▶ [The input]
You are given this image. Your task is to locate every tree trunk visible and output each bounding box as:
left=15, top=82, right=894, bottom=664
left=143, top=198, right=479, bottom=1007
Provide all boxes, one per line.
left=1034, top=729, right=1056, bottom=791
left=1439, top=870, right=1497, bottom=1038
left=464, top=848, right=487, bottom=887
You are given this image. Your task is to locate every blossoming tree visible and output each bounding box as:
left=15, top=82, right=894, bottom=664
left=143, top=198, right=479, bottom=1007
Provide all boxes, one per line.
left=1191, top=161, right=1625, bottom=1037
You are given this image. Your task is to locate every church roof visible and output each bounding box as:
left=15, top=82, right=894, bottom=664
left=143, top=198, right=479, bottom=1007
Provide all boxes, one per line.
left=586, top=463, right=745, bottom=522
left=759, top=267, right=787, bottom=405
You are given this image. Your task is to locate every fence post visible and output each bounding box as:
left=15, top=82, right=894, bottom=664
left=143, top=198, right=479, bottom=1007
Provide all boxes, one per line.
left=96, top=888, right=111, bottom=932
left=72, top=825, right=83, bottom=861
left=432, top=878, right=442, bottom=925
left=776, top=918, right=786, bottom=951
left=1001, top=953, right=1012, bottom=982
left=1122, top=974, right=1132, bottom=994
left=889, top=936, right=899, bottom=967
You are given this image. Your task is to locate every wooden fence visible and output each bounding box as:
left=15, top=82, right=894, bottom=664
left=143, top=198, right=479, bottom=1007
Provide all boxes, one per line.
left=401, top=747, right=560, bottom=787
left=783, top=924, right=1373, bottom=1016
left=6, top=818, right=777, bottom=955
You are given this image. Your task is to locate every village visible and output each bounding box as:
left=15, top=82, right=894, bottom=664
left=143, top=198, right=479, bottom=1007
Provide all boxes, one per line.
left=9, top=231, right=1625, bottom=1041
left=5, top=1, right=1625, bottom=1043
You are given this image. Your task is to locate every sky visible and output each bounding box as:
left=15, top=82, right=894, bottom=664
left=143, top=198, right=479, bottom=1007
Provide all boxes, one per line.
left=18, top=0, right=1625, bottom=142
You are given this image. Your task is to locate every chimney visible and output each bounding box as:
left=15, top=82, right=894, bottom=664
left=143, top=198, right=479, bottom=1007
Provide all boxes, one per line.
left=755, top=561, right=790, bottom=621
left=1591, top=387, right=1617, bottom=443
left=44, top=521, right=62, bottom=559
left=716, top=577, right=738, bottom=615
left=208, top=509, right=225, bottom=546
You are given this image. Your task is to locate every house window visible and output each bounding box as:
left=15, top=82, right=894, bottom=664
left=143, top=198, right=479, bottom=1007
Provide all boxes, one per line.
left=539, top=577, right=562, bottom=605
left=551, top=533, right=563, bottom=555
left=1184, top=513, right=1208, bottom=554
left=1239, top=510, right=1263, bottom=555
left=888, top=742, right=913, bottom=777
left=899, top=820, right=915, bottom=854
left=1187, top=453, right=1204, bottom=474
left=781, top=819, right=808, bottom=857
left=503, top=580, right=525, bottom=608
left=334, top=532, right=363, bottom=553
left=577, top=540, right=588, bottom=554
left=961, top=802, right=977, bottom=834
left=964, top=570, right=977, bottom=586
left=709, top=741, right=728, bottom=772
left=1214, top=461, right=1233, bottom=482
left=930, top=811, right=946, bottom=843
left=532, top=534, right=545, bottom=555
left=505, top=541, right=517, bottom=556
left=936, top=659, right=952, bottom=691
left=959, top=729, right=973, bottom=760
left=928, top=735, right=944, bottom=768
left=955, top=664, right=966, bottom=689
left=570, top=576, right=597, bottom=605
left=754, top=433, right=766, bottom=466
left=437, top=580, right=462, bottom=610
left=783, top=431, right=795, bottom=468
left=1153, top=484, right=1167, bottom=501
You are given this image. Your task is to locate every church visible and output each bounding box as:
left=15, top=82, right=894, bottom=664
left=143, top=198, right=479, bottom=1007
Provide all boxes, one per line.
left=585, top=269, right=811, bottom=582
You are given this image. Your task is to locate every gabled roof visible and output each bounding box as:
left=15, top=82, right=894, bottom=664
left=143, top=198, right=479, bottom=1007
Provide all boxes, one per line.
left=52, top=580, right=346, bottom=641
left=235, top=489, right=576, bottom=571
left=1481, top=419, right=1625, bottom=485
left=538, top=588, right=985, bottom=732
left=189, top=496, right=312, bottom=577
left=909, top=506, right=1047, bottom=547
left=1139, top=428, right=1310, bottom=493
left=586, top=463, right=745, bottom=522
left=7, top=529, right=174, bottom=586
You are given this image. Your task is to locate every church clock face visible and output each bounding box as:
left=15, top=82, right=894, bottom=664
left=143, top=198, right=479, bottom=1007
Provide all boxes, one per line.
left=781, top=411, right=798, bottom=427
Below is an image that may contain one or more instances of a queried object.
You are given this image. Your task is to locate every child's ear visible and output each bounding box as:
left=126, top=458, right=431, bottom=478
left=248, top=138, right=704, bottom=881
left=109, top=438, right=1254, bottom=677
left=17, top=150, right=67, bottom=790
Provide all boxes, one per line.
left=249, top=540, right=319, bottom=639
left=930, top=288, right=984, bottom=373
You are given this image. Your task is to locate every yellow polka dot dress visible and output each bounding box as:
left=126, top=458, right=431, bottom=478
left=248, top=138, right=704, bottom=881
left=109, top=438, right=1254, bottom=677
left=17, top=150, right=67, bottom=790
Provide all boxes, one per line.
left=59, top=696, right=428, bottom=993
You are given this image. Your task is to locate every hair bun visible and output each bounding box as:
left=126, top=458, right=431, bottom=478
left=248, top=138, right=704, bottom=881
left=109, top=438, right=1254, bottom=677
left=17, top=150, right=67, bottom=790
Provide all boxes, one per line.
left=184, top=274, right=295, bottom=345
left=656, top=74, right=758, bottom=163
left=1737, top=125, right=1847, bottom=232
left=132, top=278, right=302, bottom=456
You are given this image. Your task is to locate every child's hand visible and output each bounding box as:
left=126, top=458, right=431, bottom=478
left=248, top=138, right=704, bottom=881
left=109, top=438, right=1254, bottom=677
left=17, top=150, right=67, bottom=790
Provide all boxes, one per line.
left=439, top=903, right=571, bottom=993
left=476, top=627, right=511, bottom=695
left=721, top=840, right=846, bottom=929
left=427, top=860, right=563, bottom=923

▶ [Task statement] Would you please copy the whole listing exactly as given?

▶ [Written reply]
You are given this image. Your task is to locate every tree trunk visible and output each bounding box as:
left=15, top=82, right=894, bottom=664
left=143, top=198, right=479, bottom=1007
Provide all boxes, one per line.
left=1034, top=729, right=1056, bottom=791
left=1439, top=870, right=1497, bottom=1038
left=464, top=848, right=487, bottom=887
You are given this image. Your task is to locate every blossoming tree visible and output each bounding box as:
left=15, top=82, right=894, bottom=664
left=143, top=198, right=479, bottom=1007
Provide all boxes, one per line.
left=1191, top=161, right=1625, bottom=1037
You are given this image. Your task is to locate every church roof visible and output each bounding box as:
left=15, top=82, right=894, bottom=664
left=143, top=198, right=479, bottom=1007
Provide all boxes, one per line.
left=586, top=463, right=745, bottom=522
left=759, top=267, right=787, bottom=405
You are given this image. Your task is to locate every fence post visible and output each bounding box as:
left=15, top=82, right=894, bottom=664
left=143, top=198, right=479, bottom=1007
Provide all boxes, one per line.
left=96, top=888, right=111, bottom=932
left=72, top=825, right=83, bottom=861
left=432, top=878, right=442, bottom=925
left=776, top=918, right=786, bottom=951
left=1001, top=953, right=1012, bottom=982
left=1122, top=974, right=1132, bottom=994
left=889, top=936, right=899, bottom=967
You are given this image. Your task is to locate every wooden fence visible and output each bounding box as:
left=15, top=82, right=894, bottom=664
left=143, top=198, right=479, bottom=1007
Provide all boxes, one per line.
left=401, top=747, right=560, bottom=787
left=783, top=924, right=1373, bottom=1016
left=6, top=818, right=777, bottom=955
You are given this image. Your task is to locate every village visible and output each bounding box as:
left=15, top=82, right=894, bottom=664
left=143, top=198, right=479, bottom=1007
Provide all boxes, one per line.
left=9, top=231, right=1625, bottom=1041
left=5, top=1, right=1625, bottom=1043
You are given this image. Your task is to locate every sky visible and output each bounding box as:
left=15, top=82, right=894, bottom=664
left=143, top=198, right=479, bottom=1007
Provide all boxes, one per line.
left=18, top=0, right=1625, bottom=142
You are given this image. Your task is to locate every chimney visible and output each bounding box as:
left=15, top=82, right=894, bottom=664
left=143, top=198, right=479, bottom=1007
Provide all boxes, one per line.
left=755, top=561, right=790, bottom=621
left=1591, top=387, right=1617, bottom=443
left=44, top=521, right=62, bottom=559
left=716, top=577, right=738, bottom=615
left=208, top=509, right=225, bottom=546
You are given this image. Your task is to locate every house window visible and output each bounding box as:
left=15, top=82, right=894, bottom=664
left=143, top=198, right=479, bottom=1007
Provide all boxes, one per line.
left=539, top=577, right=562, bottom=605
left=551, top=533, right=563, bottom=555
left=1184, top=513, right=1208, bottom=554
left=1239, top=510, right=1263, bottom=555
left=888, top=742, right=913, bottom=777
left=899, top=820, right=915, bottom=854
left=1187, top=453, right=1204, bottom=474
left=781, top=819, right=808, bottom=857
left=503, top=580, right=525, bottom=608
left=334, top=532, right=363, bottom=553
left=577, top=540, right=588, bottom=554
left=961, top=802, right=977, bottom=834
left=964, top=570, right=977, bottom=586
left=709, top=741, right=728, bottom=772
left=1214, top=461, right=1233, bottom=482
left=930, top=811, right=946, bottom=843
left=532, top=534, right=545, bottom=555
left=505, top=541, right=517, bottom=556
left=936, top=659, right=952, bottom=691
left=959, top=729, right=973, bottom=760
left=928, top=735, right=944, bottom=768
left=955, top=664, right=966, bottom=689
left=570, top=576, right=597, bottom=605
left=754, top=433, right=766, bottom=466
left=437, top=580, right=462, bottom=610
left=783, top=431, right=795, bottom=468
left=1153, top=484, right=1167, bottom=501
You are given this image. Your task is to locate every church visible and output each bounding box as:
left=15, top=82, right=894, bottom=664
left=143, top=198, right=479, bottom=1007
Provide all boxes, one per line.
left=585, top=269, right=811, bottom=582
You are given this image. Your task is to locate every gabled roof visible and output each bounding box as:
left=15, top=82, right=894, bottom=664
left=143, top=198, right=479, bottom=1007
Provide all boxes, one per line.
left=52, top=580, right=346, bottom=641
left=235, top=489, right=576, bottom=571
left=1481, top=419, right=1625, bottom=485
left=538, top=588, right=985, bottom=732
left=189, top=496, right=312, bottom=577
left=909, top=506, right=1047, bottom=547
left=1139, top=428, right=1310, bottom=493
left=586, top=463, right=745, bottom=522
left=7, top=529, right=174, bottom=586
You are given this image. Your task is to locate every church clock face visible and output each bounding box as:
left=15, top=82, right=894, bottom=664
left=143, top=198, right=479, bottom=1007
Provide all boxes, one per line.
left=781, top=411, right=798, bottom=427
Below is an image that may contain one or more instances of a queried object.
You are given this image. Your task is to locate every child's ear visible and output each bounding box as:
left=126, top=458, right=431, bottom=478
left=248, top=138, right=704, bottom=881
left=109, top=438, right=1254, bottom=677
left=17, top=150, right=67, bottom=790
Provide all boxes, one per line.
left=249, top=540, right=319, bottom=639
left=930, top=288, right=984, bottom=373
You are given this image. Your task is to locate every yellow polka dot dress visible and output each bounding box as:
left=126, top=458, right=431, bottom=478
left=248, top=138, right=704, bottom=881
left=109, top=438, right=1254, bottom=677
left=17, top=150, right=67, bottom=790
Provide all boxes, one per line.
left=59, top=696, right=428, bottom=993
You are given this image. Your task is to locate every hair bun visible and output each bounding box as:
left=126, top=458, right=431, bottom=478
left=248, top=138, right=704, bottom=881
left=109, top=438, right=1254, bottom=677
left=17, top=150, right=67, bottom=790
Provide all boxes, one per line.
left=184, top=274, right=295, bottom=345
left=656, top=74, right=758, bottom=163
left=1737, top=125, right=1847, bottom=232
left=132, top=278, right=302, bottom=456
You are given this image. Your task is to locate every child's hand visible and output each bounding box as:
left=126, top=458, right=431, bottom=478
left=248, top=138, right=704, bottom=881
left=109, top=438, right=1254, bottom=677
left=17, top=150, right=67, bottom=790
Provide all boxes, one per line.
left=439, top=903, right=571, bottom=993
left=476, top=627, right=511, bottom=695
left=721, top=840, right=846, bottom=929
left=427, top=860, right=563, bottom=923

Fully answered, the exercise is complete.